** Exercice proposé a **
Répondez aux questions suivantes à partir de l'article ci-dessous, consacré au titre de l'Antwerp :
(i) Sur le terrain de quel club l'Antwerp joue-t-il son dernier match ?
(ii) Combien d'années le plus vieux club du Royaume a-t-il attendu avant de retrouver le sommet ?
(iii) Quel président a affirmé préférer faire sauter la banque pour le Ninja ?

** Texte du document **
◆ ◆ ◆ ◆

Comment Toby Alderweireld a construit le titre de l’Antwerp: la preuve par cinq
Buteur décisif dans les arrêts de jeu, Toby Alderweireld réunit tous les ingrédients de la recette du doublé anversois.
Tout l’automne durant, quand la Belgique perdait ses feuilles dans la fournaise mondialiste du Qatar, la rumeur serinait qu’il était trop lent. Que ses jambes ne pouvaient plus vivre trop loin de sa surface. Pourtant, à la 94e minute de ce déplacement à Genk, personne ne semble en mesure de rattraper Toby Alderweireld. Le capitaine de l’Antwerp court le cent mètres de sa vie. Le bloc qui rassemble ses supporters est sa ligne d’arrivée. Quelques secondes plus tôt, l’ancien Diable rouge a fracassé les filets de Maarten Vandevoordt d’une frappe surpuissante. La Pro League s’offre le dénouement le plus fou de son histoire, avec trois champions différents entre la 88e minute et le coup de sifflet final. L’Union, Genk, puis l’Antwerp. 66 ans après, le plus vieux club du Royaume est de retour au sommet. Grâce à un but de son défenseur, synthèse des histoires de sa saison.
La passion des Diables
Il fallait vraisemblablement un Diable rouge pour pimenter la recette du Bosuil. Déjà lors de l’ère D’Onofrio, le Great Old avait successivement accueilli Jelle Van Damme, Steven Defour, Kévin Mirallas et Jordan Lukaku, sans jamais y trouver le succès. À l’été 2021, le retour en Métropole de Radja Nainggolan semblait devoir sublimer cette stratégie du Diable, le président Paul Gheysens affirmant fièrement qu’il préférait faire sauter la banque pour le Ninja que pour le si fiable Hans Vanaken brugeois. Pourtant, le milieu de terrain ne parvient jamais à transformer l’Antwerp en candidat au titre. Il devient au contraire l’incarnation de ce noyau, plus tape-à-l’œil que véritablement efficace, qualifié sans gloire pour des Champions Play-offs qu’il traversera comme un fantôme.

◆ ◆ ◆ ◆

Entrées brutes
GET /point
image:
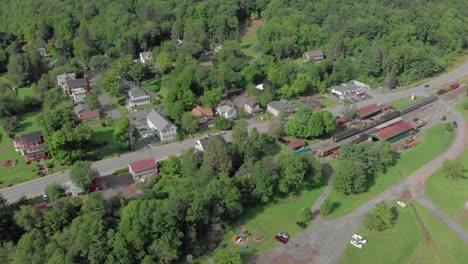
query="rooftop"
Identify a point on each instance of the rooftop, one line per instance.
(199, 111)
(141, 165)
(30, 137)
(393, 130)
(89, 114)
(367, 110)
(77, 83)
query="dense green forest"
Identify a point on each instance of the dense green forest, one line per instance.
(192, 200)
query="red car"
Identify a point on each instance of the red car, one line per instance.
(281, 239)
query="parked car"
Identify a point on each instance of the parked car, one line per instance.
(281, 239)
(301, 225)
(401, 204)
(283, 235)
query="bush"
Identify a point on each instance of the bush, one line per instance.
(448, 127)
(120, 171)
(326, 208)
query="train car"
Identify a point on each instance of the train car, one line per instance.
(345, 134)
(417, 105)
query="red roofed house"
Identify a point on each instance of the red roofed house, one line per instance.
(31, 146)
(295, 144)
(202, 114)
(393, 133)
(143, 169)
(369, 111)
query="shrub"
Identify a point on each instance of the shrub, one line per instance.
(120, 171)
(326, 208)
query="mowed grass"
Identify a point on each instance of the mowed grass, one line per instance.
(249, 42)
(405, 102)
(404, 242)
(436, 142)
(451, 195)
(267, 221)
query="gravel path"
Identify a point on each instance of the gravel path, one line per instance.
(326, 241)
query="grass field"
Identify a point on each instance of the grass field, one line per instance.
(435, 143)
(404, 242)
(249, 42)
(450, 195)
(405, 102)
(267, 221)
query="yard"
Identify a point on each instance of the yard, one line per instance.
(249, 41)
(404, 242)
(405, 102)
(451, 195)
(436, 142)
(267, 221)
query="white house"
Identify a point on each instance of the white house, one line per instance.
(78, 95)
(142, 169)
(62, 80)
(351, 87)
(146, 57)
(164, 129)
(226, 111)
(136, 97)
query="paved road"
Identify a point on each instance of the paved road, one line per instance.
(108, 107)
(108, 166)
(327, 240)
(105, 167)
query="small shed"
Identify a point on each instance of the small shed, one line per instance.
(296, 144)
(368, 111)
(393, 133)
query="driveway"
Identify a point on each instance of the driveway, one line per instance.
(108, 107)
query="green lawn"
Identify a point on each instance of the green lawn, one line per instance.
(29, 123)
(267, 221)
(404, 242)
(450, 195)
(405, 102)
(436, 141)
(249, 42)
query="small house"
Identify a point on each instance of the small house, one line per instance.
(315, 55)
(202, 114)
(146, 57)
(226, 111)
(136, 97)
(282, 106)
(31, 146)
(142, 169)
(163, 128)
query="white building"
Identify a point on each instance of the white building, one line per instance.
(146, 57)
(164, 129)
(226, 111)
(78, 95)
(137, 96)
(351, 87)
(63, 79)
(142, 169)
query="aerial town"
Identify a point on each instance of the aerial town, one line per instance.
(247, 132)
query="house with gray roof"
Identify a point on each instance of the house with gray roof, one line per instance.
(282, 106)
(163, 128)
(135, 97)
(315, 55)
(226, 111)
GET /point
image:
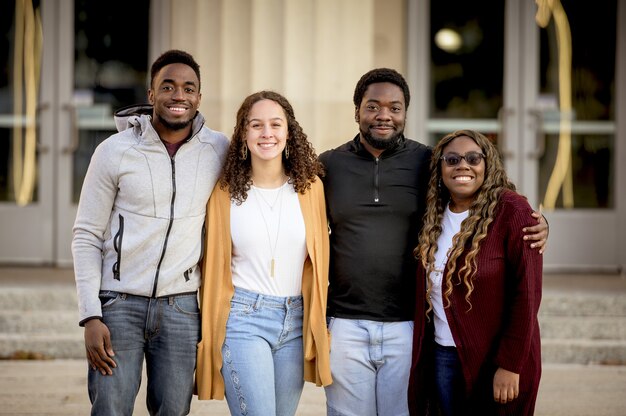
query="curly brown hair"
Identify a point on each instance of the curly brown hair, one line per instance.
(474, 227)
(302, 165)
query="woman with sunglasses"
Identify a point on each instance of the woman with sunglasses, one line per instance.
(478, 351)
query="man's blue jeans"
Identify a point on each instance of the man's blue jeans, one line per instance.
(166, 332)
(370, 363)
(263, 366)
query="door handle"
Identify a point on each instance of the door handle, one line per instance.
(503, 115)
(74, 134)
(540, 142)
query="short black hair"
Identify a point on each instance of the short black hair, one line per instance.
(379, 75)
(174, 56)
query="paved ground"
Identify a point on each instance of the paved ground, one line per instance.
(58, 387)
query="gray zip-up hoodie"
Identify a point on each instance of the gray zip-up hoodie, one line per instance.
(138, 228)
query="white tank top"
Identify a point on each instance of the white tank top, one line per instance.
(268, 226)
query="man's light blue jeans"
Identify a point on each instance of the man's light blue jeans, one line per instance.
(166, 332)
(263, 366)
(370, 363)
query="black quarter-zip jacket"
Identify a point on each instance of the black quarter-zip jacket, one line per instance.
(375, 210)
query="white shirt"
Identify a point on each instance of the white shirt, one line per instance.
(451, 225)
(268, 225)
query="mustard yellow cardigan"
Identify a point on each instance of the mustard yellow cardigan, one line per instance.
(217, 290)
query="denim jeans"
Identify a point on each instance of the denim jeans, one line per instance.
(370, 363)
(263, 355)
(449, 382)
(165, 331)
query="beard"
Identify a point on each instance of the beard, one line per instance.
(382, 144)
(175, 125)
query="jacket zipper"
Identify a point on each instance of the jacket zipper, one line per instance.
(376, 169)
(169, 227)
(117, 245)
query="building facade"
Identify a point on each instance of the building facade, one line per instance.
(545, 80)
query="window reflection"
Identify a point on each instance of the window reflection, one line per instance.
(467, 78)
(586, 169)
(110, 71)
(20, 48)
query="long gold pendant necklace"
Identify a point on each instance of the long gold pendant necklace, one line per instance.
(257, 195)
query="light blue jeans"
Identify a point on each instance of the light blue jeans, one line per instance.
(263, 355)
(370, 363)
(164, 331)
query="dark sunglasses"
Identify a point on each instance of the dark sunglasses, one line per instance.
(472, 158)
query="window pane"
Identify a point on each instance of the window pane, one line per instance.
(586, 179)
(467, 52)
(110, 70)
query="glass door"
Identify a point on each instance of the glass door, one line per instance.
(26, 151)
(547, 96)
(575, 142)
(103, 67)
(71, 64)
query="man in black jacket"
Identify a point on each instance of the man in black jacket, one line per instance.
(375, 189)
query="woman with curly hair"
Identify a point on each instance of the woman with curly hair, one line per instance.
(265, 269)
(476, 344)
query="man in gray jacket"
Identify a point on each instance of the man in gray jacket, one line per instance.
(137, 242)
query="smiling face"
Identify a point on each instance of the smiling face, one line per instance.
(176, 97)
(267, 131)
(462, 180)
(381, 116)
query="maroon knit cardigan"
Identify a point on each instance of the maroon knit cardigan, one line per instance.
(501, 327)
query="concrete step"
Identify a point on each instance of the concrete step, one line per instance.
(39, 322)
(46, 298)
(576, 327)
(583, 327)
(579, 304)
(583, 351)
(48, 345)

◆ ◆ ◆ ◆

** Exercice proposé b **
Comptez les lignes des entrées qui contiennent la chaîne "maroon" en tenant compte de la casse, puis indiquez ce nombre sans rien y ajouter.

** Réponse complète a **
(i) Genk
(ii) 66 ans
(iii) Paul Gheysens

** Réponse complète b **
2